PROBLEM TO SOLVE: Give the entries again in full. Nothing may be altered.

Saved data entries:
————
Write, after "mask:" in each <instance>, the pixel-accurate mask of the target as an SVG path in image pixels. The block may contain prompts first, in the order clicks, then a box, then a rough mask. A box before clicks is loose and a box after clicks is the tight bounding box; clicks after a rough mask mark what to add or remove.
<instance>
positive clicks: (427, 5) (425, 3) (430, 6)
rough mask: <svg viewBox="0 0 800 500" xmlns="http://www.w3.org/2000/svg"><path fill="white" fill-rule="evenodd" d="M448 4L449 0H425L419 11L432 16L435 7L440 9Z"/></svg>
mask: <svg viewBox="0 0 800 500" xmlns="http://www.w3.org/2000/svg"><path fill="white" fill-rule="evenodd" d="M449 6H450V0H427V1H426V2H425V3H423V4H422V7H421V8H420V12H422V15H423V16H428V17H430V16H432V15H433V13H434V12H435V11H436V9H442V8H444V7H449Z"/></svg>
————
SOLUTION:
Write, after "mask:" in each <instance>, the pixel-accurate mask of the target as an SVG path in image pixels. The block may contain prompts first, in the order clicks, then a box, then a rough mask. A box before clicks is loose and a box after clicks is the tight bounding box; clicks after a rough mask mark what to add or remove.
<instance>
positive clicks: (427, 5) (425, 3) (430, 6)
rough mask: <svg viewBox="0 0 800 500" xmlns="http://www.w3.org/2000/svg"><path fill="white" fill-rule="evenodd" d="M448 4L449 0H425L419 11L432 16L435 7L440 9Z"/></svg>
mask: <svg viewBox="0 0 800 500" xmlns="http://www.w3.org/2000/svg"><path fill="white" fill-rule="evenodd" d="M449 6H450V0H427V1H426V2H425V3H423V4H422V7H421V8H420V12H422V15H423V16H428V17H430V16H432V15H433V13H434V12H435V11H436V9H442V8H444V7H449Z"/></svg>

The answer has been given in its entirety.